• **Page**
((

Skip to content

Architecture

This file explains

  • Implementation
  • Technology choices & justification

Config Files

Language: - JSON

Implementation

  • Contains

    • Features
    • Labelling logic
    • ML model settings
    • Execution settings
    • Training tickers
    • Live trading tickers
    • Acts as a Single Source of Truth (SSOT)

    • Preventing feature misalignment

    • Keeping every service uniform
    • All services when called by the user should be given the same file

Justification:

  • Universally Recognized and is supported well in Python and Go
  • Why not YAML?
    • YAML is loosely type compared to JSON
    • JSONs are easier to parse in Python and Go

Drawbacks

  • Cannot comment in JSON files to take notes
    • Could create a section not found in config/demo.json
    • The program will never read additional sections added by the user outside of required sections

ML Training Pipeline (V4)

Language: - Python

Technologies:

  • Pandas
  • NumPy
  • Scikit-learn
  • TA-lib
  • Rich

External API(s): - YFinance

Implementation

  • Reads features, labelling logic, and ML settings
  • Constructs a Pandas DataFrame using config file settings
  • Trains and dumps the model

Justification

  • Python
    • Mature ecosystem for Data and ML libraries
  • Pandas
    • More intuitive to use than 2D NumPy arrays
    • Although slower than NumPy, runtime speed at training time is not critical
  • Rich
    • Used for improved UX on the CLI
  • TA-lib
    • Mature library to compute technical indicators
    • Why write these methods again from scratch if this supports >150 technicals?
  • Scikit-learn
    • Offers a wide selection of models to users
    • Builds upon the modularity and flexibility of the platform
  • YFinance
    • Returns back as DataFrames for historical stock data
    • Reduces extra code for DataFrame conversions

Drawbacks

  • YFinance
    • The lowest period of data we can get back is 1 minute
    • Meaning all ML models at the minimum can only be trained on 1 minute data
    • This puts an implied floor of 60 second cycles for the execution engine since
    • More frequent predictions made below 60 seconds leads to potentially degraded performance

Backtesting (V1)

Language: - Python

Technologies

  • Pandas
  • NumPy
  • Scikit-learn
  • TA-lib
  • Rich

External API(s):

  • YFinance

Implementation

  • Borrows DataFrame fitting method from the ML Pipeline
  • Walks a ML model down features, making predictions, and marking buy and sell signals
  • Returns final P/L

Justification

  • See ML Pipeline
  • Same DataFrame fitting method
    • By using the same method to fit DataFrames at train time and validation time ensures that a DataFrame is not made different from the ones it was trained on

Drawbacks

  • Current implementation only shows
    • Final P/L
    • This is fine for the MVP but for true performance analysis more data is needed

Runtime Engine (V4)

Languages:

  • Go
  • Python

Technologies:

  • FastAPI
  • Gorilla WebSocket
  • TA-Lib

External APIs:

  • Alpaca

Implementation

  • There two pieces used during live execution
    • Runtime Engine
    • ML API
  • Runtime Engine
    • Using the config file, manages features for declared ticker(s)

))

• **Material to process**
((

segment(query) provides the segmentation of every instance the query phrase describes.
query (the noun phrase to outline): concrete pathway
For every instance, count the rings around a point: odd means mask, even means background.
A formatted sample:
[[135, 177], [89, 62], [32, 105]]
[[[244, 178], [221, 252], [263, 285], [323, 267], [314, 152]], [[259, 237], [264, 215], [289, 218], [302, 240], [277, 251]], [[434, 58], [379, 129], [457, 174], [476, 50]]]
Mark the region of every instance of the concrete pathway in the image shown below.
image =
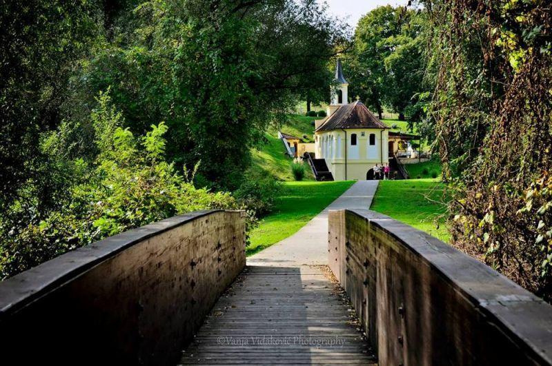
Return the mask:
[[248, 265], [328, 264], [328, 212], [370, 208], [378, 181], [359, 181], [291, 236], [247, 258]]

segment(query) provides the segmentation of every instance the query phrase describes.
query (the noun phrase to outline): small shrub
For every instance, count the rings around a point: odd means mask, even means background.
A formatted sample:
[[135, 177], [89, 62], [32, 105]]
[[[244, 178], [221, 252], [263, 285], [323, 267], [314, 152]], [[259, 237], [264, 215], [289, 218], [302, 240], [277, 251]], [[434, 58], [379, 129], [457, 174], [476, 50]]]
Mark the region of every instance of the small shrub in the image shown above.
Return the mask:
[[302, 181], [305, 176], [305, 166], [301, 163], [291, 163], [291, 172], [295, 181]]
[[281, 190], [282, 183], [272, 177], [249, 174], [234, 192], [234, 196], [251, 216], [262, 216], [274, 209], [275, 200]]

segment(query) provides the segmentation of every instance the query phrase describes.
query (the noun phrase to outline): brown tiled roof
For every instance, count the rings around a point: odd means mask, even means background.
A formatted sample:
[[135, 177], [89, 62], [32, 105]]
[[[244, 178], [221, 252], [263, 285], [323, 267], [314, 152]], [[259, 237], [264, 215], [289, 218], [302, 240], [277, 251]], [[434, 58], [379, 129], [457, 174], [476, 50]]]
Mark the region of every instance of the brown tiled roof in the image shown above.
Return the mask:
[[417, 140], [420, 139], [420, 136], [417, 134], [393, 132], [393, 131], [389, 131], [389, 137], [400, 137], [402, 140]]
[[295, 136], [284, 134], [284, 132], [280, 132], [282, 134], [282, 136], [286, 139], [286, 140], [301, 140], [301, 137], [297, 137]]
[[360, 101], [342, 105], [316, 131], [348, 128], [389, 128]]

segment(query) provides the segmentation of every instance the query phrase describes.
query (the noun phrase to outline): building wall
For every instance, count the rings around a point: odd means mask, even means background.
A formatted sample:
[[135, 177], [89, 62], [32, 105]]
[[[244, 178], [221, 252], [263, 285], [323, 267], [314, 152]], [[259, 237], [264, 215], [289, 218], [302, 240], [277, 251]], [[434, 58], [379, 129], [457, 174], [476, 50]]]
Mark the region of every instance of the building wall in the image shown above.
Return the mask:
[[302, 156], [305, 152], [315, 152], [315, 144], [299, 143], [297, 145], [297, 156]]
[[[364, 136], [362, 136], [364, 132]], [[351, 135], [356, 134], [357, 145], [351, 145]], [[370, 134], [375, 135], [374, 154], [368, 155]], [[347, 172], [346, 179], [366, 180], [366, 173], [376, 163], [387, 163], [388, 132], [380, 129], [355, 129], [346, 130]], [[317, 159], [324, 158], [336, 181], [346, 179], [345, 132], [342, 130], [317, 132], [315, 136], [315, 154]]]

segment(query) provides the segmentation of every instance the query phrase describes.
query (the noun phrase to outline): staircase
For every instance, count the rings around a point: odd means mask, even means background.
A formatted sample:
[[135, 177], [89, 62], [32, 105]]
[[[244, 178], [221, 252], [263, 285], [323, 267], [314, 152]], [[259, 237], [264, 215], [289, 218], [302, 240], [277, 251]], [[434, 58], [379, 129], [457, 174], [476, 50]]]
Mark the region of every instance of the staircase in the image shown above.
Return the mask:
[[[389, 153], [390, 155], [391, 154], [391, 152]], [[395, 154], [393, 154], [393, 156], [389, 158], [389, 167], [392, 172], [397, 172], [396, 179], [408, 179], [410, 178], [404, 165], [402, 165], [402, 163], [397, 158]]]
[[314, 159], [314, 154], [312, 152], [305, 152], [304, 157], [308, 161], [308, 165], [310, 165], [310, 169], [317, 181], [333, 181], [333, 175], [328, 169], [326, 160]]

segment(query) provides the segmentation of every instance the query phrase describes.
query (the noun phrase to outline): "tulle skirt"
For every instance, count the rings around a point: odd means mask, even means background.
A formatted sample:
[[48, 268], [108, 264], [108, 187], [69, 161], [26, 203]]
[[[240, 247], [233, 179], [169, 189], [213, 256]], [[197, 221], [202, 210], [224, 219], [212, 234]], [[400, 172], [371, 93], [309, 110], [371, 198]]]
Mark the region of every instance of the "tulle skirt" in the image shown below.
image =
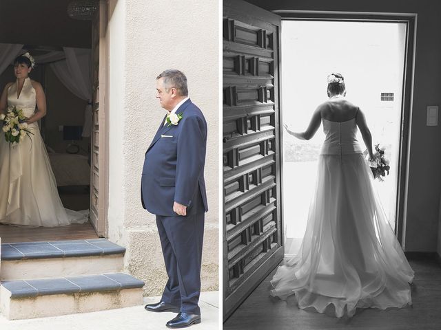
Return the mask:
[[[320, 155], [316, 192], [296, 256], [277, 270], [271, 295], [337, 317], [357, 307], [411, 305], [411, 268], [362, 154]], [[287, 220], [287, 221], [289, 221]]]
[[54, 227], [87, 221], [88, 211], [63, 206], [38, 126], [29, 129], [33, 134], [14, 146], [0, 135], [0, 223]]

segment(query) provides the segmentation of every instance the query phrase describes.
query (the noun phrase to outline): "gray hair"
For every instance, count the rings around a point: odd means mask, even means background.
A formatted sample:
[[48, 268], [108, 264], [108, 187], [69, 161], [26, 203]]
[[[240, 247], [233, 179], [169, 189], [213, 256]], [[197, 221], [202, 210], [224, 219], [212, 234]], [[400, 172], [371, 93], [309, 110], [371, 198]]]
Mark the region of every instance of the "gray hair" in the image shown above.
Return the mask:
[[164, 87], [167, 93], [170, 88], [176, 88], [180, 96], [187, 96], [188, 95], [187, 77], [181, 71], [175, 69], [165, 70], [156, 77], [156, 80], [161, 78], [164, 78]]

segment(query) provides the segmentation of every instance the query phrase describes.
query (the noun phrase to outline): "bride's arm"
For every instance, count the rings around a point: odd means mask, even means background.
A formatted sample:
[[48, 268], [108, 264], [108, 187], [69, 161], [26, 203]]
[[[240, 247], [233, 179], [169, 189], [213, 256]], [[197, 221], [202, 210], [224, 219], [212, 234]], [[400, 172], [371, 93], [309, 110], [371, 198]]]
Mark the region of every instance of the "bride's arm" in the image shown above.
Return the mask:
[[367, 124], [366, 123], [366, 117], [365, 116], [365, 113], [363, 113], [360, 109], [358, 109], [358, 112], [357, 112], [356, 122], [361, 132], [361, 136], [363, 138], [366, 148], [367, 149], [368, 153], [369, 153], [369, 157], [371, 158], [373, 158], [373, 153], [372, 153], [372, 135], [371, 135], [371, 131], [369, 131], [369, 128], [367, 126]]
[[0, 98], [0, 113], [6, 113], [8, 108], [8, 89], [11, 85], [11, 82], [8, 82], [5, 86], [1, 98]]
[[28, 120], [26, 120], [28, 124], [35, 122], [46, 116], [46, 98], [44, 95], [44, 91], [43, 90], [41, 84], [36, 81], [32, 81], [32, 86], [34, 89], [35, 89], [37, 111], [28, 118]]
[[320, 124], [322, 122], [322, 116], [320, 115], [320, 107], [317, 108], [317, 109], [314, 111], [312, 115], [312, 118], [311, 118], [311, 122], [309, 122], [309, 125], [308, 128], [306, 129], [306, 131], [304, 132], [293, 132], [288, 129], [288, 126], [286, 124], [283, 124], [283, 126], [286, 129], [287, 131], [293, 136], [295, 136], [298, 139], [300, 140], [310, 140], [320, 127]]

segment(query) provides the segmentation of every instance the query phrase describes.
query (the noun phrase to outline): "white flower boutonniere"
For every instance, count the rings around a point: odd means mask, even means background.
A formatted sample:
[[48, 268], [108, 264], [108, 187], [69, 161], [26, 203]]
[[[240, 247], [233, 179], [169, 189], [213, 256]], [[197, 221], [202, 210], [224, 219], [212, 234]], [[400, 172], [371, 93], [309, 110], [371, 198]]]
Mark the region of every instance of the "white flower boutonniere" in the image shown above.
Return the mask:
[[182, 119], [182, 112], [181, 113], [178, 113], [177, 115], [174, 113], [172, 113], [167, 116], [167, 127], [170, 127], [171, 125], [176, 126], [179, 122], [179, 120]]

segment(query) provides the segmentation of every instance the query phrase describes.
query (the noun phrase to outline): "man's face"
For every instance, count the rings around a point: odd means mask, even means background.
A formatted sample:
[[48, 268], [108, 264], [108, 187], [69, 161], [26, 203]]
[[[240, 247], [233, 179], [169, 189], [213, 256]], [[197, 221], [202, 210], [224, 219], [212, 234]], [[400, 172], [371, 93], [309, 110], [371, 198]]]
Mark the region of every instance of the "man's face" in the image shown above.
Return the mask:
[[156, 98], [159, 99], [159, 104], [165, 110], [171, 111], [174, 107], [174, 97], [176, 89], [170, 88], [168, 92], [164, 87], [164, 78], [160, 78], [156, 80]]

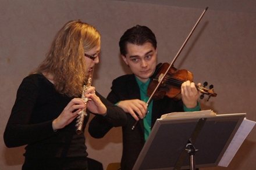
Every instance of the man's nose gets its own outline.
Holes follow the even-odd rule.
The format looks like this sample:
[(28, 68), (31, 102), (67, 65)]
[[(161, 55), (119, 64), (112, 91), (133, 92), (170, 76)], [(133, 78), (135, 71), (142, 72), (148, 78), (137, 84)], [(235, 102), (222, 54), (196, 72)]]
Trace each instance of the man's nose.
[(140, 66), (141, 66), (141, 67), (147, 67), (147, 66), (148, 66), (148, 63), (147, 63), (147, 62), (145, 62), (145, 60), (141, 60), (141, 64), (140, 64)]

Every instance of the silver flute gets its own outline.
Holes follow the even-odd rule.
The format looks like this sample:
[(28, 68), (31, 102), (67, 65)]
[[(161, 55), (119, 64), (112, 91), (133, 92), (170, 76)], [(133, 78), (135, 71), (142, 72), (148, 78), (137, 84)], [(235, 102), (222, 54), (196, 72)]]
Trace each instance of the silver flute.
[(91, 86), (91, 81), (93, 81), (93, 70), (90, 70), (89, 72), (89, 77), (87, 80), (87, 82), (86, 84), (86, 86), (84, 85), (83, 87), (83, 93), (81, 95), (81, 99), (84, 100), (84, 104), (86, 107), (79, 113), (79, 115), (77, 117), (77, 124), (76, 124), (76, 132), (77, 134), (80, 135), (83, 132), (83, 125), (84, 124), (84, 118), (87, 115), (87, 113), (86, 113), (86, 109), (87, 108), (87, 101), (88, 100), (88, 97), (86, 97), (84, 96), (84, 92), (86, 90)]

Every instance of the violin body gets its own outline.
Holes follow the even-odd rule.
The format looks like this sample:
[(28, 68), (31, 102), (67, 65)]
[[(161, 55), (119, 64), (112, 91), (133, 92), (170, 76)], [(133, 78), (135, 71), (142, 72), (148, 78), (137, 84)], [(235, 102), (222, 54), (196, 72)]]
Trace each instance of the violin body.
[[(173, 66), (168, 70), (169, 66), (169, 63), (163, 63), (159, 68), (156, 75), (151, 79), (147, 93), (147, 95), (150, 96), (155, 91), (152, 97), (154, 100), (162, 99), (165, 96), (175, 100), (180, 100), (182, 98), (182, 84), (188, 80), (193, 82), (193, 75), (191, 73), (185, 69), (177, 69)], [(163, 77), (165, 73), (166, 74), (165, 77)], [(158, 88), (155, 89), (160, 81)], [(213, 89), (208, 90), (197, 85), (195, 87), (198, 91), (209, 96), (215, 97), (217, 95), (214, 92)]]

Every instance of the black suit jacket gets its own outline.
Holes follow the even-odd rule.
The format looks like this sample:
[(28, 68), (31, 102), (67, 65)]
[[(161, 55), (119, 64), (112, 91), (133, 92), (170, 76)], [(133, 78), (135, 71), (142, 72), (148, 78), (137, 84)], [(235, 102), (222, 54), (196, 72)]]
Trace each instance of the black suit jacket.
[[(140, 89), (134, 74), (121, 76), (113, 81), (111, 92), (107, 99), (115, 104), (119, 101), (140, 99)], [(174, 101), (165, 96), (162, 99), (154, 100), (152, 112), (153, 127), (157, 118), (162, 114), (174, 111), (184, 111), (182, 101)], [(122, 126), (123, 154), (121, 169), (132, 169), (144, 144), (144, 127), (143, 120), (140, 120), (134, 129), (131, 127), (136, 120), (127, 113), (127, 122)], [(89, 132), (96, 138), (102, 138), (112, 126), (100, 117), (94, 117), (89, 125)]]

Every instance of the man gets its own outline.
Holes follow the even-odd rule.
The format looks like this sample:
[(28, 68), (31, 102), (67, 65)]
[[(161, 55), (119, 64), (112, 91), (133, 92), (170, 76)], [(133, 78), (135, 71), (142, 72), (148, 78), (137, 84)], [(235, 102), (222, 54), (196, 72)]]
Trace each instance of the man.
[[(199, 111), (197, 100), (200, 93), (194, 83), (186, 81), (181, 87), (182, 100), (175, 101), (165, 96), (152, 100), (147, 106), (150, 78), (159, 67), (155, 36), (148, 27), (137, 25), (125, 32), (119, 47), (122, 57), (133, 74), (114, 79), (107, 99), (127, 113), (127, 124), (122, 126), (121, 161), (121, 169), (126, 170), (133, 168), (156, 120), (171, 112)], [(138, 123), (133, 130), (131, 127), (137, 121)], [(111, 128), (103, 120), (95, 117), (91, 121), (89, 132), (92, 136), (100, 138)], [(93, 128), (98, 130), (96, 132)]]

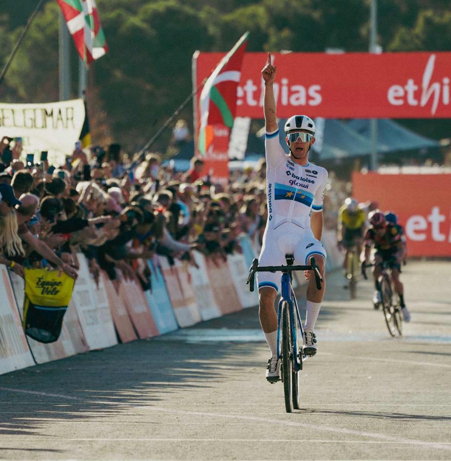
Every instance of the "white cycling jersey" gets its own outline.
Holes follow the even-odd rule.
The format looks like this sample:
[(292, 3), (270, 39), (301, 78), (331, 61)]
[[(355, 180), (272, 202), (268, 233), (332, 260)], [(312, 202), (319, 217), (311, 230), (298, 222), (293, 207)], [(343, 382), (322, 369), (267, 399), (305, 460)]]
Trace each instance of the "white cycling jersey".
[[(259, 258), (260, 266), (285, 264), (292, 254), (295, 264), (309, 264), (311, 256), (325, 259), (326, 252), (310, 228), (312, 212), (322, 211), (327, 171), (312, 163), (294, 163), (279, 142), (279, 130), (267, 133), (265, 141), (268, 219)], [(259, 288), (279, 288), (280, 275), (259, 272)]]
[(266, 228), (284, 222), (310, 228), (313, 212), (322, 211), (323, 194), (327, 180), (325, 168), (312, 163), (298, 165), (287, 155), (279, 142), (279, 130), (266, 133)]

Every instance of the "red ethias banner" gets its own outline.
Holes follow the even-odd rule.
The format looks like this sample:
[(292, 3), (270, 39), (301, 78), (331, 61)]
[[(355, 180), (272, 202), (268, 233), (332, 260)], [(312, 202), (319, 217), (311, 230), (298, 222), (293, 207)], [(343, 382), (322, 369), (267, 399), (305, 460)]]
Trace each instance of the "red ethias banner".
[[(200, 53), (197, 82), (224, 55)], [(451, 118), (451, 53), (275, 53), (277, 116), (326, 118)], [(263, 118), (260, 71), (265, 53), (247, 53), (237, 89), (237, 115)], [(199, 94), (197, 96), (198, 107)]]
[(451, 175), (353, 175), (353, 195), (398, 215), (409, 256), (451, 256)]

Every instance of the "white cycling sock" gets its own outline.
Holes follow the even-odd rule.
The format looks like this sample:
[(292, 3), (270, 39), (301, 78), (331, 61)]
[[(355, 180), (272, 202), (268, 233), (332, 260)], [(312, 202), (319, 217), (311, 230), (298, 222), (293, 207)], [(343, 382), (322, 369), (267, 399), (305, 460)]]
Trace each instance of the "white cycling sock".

))

• **Required work**
- a) Quote the architecture page word for word between "Language: - JSON" and "of Truth (SSOT)", inclusive.
- b) How many lines of the entries contain the string "sock"? Case counts, and the reply should be only the number.
The architecture page and the entries have no connection to each other.

• **Correct answers**
- a)
Language: - JSON

Implementation

  • Contains

    • Features
    • Labelling logic
    • ML model settings
    • Execution settings
    • Training tickers
    • Live trading tickers
    • Acts as a Single Source of Truth (SSOT)

- b) 2